作業指示 → 北越戦争と河井継之助を扱った本文の続きを、最後の文の後から書き進めてください。

本文 →
▬▬▬▬▬▬▬▬▬▬

ミミズの戯言41、小千谷・慈眼寺 13,02,15

   岩村誠一郎高俊という人物がいる。慶応4年(1868年)の北越戦争で官軍(薩長軍)の
  軍監を務めた土佐藩宿毛出身の人物である。
   北越戦争とは、会津藩擁護を掲げ奥羽列藩同盟に加わった越後長岡藩と官軍(薩長
  軍)の戦いだが、長岡藩はこの戦いに敗れ、さらに会津藩はじめ奥羽列藩もことごとく
  降伏して戊辰戦争は終結する。このくだりは司馬遼太郎の「峠」や大仏次郎の「天皇の
  世紀」、星亮一(私の高校の2年先輩)の「奥羽越列藩同盟」に詳しく載っている。

   1967年から6年間、朝日新聞朝刊に連載された「天皇の世紀」では、長岡藩家老の河
  井継之助が左股を鉄砲で撃たれ重傷を負う場面を最後に大仏次郎の病気休載により
  絶筆となっている。 大仏と司馬の両作者に共通しているのは河井継之助という人物を
  高く評価していることである。

▬▬▬▬▬▬▬▬▬▬

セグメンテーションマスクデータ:

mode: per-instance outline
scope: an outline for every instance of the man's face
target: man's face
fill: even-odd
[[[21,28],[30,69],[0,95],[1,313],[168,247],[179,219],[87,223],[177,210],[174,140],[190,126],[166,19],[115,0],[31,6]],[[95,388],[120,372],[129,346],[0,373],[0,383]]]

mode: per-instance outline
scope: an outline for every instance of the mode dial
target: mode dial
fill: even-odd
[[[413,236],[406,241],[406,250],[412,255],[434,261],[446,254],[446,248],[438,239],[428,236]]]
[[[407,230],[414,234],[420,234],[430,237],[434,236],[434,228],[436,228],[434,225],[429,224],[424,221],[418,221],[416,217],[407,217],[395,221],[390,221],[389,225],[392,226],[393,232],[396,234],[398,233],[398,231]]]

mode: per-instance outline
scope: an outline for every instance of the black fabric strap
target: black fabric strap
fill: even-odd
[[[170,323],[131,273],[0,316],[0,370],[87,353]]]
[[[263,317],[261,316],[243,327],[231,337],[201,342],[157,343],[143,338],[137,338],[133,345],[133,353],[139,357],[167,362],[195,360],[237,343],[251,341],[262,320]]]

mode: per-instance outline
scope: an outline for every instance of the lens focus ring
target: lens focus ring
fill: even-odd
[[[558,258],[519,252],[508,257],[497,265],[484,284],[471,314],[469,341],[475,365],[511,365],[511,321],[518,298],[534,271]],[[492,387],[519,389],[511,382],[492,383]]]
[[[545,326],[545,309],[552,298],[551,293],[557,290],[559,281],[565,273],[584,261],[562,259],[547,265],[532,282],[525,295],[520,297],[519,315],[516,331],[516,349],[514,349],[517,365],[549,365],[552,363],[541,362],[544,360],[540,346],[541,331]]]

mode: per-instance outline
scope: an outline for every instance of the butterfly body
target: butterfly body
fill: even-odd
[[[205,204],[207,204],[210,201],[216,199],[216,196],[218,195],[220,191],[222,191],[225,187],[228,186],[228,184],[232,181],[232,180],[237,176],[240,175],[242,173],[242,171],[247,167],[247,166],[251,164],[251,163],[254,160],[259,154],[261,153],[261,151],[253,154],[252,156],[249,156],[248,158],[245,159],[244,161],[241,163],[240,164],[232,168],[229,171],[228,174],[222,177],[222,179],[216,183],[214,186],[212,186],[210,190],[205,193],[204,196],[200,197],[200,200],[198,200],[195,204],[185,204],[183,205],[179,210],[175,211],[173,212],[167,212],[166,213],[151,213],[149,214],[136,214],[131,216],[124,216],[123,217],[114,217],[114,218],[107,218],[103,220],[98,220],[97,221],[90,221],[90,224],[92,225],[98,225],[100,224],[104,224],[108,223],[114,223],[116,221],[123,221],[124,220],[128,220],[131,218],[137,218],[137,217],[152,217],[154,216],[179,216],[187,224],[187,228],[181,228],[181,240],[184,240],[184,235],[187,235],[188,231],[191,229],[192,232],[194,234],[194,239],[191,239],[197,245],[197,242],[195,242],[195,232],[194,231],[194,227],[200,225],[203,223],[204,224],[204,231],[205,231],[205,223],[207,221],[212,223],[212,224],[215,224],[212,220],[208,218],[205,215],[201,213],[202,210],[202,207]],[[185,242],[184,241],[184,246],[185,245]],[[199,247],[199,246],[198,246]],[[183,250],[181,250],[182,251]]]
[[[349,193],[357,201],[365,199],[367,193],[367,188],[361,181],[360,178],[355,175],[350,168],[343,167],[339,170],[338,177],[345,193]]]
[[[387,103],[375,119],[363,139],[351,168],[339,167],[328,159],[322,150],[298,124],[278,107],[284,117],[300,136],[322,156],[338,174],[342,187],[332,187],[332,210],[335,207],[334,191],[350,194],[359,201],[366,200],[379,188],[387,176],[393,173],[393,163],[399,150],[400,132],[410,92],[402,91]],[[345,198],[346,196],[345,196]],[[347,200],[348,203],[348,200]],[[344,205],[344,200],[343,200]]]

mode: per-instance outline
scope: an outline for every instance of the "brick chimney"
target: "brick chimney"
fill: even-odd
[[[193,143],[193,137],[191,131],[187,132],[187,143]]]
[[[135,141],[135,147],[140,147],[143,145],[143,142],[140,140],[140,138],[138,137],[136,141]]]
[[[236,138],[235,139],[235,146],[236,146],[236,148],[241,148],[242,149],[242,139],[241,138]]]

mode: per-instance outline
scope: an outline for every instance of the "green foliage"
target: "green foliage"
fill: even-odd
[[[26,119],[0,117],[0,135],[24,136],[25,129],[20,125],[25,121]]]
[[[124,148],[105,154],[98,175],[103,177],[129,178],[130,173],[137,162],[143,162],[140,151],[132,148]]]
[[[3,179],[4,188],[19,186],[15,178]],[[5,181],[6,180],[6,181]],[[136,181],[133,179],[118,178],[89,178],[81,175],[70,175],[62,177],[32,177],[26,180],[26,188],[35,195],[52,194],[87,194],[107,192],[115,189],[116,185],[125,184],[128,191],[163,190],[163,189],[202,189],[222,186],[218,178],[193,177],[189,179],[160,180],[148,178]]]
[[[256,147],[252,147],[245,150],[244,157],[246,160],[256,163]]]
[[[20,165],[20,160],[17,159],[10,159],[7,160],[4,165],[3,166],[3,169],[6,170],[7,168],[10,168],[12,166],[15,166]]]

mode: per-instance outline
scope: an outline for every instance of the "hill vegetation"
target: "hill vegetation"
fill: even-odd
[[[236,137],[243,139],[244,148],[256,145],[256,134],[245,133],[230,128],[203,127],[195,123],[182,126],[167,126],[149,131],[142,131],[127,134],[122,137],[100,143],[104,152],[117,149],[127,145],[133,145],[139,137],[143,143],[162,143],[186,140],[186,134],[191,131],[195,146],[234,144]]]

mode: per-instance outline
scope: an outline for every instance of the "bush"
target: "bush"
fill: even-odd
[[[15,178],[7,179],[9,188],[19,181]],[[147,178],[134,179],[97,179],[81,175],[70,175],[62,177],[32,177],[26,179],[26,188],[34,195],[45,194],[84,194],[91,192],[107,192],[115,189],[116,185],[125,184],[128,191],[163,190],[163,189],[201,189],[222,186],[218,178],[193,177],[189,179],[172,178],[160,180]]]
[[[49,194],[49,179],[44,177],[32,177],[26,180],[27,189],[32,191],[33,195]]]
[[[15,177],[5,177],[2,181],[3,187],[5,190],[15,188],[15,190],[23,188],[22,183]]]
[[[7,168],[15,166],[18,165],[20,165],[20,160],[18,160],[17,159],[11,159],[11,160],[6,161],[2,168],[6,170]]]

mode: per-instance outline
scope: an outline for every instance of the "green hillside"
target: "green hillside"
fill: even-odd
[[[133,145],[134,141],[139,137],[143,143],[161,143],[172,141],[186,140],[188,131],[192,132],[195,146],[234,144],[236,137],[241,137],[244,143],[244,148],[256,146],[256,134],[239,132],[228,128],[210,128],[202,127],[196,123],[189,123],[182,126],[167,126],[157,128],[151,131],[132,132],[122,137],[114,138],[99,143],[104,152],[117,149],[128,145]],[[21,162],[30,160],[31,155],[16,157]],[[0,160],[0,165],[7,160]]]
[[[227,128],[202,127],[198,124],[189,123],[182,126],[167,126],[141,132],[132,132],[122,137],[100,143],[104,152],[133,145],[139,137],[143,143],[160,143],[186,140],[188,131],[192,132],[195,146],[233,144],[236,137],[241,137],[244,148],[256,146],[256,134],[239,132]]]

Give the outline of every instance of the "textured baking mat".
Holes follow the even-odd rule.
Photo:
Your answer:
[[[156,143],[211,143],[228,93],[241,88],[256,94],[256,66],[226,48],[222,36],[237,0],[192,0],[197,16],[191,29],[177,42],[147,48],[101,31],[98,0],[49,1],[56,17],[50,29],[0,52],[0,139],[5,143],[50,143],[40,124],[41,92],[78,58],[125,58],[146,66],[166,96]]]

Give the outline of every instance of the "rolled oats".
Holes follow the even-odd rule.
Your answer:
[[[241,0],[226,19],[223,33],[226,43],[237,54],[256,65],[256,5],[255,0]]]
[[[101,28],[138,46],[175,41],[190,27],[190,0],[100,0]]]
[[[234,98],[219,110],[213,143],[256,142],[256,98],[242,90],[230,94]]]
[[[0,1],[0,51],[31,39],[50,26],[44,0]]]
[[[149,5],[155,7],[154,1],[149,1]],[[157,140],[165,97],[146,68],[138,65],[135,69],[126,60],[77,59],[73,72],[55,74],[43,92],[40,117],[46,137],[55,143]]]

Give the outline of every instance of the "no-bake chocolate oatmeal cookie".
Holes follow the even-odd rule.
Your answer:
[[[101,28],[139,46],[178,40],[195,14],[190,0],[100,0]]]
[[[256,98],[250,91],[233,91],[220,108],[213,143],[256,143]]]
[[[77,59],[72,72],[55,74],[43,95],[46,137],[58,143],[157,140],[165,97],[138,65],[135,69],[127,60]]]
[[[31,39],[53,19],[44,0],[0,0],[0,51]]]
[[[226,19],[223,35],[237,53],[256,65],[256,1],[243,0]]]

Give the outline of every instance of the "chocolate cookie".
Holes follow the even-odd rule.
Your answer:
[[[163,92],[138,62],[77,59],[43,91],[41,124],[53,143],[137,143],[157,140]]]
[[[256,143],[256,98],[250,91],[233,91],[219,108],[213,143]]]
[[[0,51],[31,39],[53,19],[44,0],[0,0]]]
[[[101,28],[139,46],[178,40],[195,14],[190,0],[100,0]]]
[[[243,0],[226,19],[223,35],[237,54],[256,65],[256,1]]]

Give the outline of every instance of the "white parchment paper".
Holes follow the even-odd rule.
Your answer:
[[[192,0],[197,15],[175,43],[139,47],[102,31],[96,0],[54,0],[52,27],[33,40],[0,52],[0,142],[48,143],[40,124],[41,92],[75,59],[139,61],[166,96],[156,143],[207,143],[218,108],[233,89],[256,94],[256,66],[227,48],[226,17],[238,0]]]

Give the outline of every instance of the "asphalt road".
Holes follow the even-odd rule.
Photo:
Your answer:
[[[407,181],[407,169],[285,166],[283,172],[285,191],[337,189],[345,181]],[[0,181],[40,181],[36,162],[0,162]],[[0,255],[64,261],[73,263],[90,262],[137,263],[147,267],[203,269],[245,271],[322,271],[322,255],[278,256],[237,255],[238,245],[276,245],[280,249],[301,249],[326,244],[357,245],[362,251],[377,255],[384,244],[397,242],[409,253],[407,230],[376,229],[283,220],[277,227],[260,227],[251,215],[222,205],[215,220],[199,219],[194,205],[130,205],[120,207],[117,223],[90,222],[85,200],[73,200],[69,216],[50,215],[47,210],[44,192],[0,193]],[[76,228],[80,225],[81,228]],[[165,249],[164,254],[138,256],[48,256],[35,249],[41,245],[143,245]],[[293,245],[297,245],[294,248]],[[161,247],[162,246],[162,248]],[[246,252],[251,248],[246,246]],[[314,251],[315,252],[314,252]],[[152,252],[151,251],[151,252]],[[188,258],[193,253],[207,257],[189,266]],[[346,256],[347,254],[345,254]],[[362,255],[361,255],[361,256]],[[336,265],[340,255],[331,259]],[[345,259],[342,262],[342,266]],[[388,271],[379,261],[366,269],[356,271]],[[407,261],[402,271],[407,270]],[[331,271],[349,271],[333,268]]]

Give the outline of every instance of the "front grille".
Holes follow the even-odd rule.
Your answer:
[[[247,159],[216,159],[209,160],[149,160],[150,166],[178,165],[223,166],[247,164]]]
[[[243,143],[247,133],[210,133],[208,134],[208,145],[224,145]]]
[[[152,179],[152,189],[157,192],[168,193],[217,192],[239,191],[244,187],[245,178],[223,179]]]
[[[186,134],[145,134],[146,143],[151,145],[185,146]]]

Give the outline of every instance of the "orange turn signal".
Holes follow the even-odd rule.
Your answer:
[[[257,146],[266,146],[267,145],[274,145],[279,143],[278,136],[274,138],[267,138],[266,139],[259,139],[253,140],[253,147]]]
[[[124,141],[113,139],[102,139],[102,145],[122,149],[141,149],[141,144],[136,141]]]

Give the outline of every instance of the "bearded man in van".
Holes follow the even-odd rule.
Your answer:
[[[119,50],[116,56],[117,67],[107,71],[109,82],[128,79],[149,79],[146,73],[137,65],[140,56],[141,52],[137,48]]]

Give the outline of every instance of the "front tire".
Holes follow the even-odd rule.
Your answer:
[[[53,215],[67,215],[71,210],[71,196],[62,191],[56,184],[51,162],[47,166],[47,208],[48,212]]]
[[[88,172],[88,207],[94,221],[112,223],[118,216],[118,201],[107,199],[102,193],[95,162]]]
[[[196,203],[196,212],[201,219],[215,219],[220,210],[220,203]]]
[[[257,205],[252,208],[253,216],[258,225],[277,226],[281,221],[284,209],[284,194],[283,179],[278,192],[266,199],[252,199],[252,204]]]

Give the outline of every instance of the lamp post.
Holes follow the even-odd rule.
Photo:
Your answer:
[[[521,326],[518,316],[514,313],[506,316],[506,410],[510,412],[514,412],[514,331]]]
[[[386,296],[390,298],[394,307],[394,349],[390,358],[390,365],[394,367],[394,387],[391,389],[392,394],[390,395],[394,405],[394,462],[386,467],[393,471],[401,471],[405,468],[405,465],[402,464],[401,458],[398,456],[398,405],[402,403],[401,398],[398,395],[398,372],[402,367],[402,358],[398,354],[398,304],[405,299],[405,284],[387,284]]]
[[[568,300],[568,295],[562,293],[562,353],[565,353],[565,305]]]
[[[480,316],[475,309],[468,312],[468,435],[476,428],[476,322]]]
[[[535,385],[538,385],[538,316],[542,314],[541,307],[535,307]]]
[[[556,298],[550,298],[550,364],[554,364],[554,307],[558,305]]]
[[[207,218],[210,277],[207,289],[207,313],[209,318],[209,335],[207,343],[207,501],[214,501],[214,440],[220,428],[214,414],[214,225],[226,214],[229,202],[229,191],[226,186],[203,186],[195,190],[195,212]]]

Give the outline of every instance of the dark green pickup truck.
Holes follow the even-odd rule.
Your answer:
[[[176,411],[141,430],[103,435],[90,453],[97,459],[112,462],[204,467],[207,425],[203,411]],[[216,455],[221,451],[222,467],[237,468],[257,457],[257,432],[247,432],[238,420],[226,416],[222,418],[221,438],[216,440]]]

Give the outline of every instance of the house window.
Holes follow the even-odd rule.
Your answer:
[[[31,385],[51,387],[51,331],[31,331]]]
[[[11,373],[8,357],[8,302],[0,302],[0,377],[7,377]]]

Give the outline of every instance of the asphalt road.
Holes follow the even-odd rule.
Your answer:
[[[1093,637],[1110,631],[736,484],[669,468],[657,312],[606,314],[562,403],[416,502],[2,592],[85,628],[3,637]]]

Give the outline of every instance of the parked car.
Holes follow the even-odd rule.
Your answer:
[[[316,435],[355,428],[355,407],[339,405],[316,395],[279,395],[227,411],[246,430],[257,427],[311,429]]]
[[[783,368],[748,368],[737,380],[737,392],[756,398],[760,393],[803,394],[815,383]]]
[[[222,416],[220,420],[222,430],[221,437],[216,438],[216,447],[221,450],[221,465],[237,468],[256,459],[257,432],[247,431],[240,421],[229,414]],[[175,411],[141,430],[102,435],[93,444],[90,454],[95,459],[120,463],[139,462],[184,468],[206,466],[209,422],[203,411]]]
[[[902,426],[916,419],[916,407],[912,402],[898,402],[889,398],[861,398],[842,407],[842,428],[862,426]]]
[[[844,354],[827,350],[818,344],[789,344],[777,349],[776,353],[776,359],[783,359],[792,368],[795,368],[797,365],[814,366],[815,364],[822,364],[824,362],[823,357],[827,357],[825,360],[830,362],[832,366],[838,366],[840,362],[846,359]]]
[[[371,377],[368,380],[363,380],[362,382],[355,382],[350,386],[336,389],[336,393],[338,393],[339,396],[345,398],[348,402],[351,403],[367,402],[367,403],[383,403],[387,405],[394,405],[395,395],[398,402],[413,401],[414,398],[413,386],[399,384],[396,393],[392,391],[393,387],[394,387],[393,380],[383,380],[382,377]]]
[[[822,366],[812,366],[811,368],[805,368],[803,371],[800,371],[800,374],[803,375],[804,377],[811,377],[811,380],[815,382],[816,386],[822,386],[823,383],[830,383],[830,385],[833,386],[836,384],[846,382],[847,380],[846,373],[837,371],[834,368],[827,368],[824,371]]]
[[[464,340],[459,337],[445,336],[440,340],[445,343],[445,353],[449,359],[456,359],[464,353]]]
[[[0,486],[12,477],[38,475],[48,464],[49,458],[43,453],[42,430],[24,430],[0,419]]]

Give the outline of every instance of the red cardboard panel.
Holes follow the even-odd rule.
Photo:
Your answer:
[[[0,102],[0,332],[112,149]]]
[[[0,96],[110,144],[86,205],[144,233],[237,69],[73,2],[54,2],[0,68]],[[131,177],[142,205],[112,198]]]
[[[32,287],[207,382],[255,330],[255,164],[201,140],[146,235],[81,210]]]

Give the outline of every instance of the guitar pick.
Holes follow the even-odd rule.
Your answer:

▬▬▬▬▬▬▬▬▬▬

作業結果 →
   河井継之助は、米百俵で有名な小林虎三郎の親類で、戊辰戦争勃発時から薩長の
  非を断じて長岡藩の藩論を幕府擁護に統一した藩切っての論客であり、当時ありがち
  な世襲の凡庸な家老ではなかった。また最新式の銃の調達や軍組織の近代化など先
  見の明のある軍師でもあり、長岡藩の中立を企図していた智謀家でもあったようだ。

   官軍が長岡に攻め寄せたとき、河井は官軍の奥羽への進軍停止を求め、旧幕府軍
  と新政府軍の調停役を果たすべく新政府軍との談判に及んでいる。これが有名な小千
  谷の慈眼寺の談判(慶応4年5月)で、この談判破裂によって河井は奥羽列藩同盟への
  参加と官軍との開戦やむなしとの決心に傾斜していく。

   この時河井は41歳、談判に臨んだ官軍の軍監が岩村誠一郎で当時弱冠23歳。まだ
  河井の人物を観察する眼もなく進言を理解する胆力もない岩村は河井の嘆願を「時間
  稼ぎ」と一蹴してわずか30分で談判は破裂したという。この談判に、もし河井が会見を
  望んだ山縣有朋か黒田清隆が列席していたら北越戦争そのものを回避できたであろう
  と後の多くの歴史家は述べ、「戦争の責任は岩村誠一郎」と一様に断じている。

   散々酷評されている岩村誠一郎高俊だが、後に京都府知事やその他数県の知事を
  歴任していて、愛媛県知事時代の功績・人物を高く評価している識者もいる。晩年、慈
  眼寺の談判に触れた高俊翁は、「若さゆえの判断の誤り」と自らの未熟さを率直に語
  っている。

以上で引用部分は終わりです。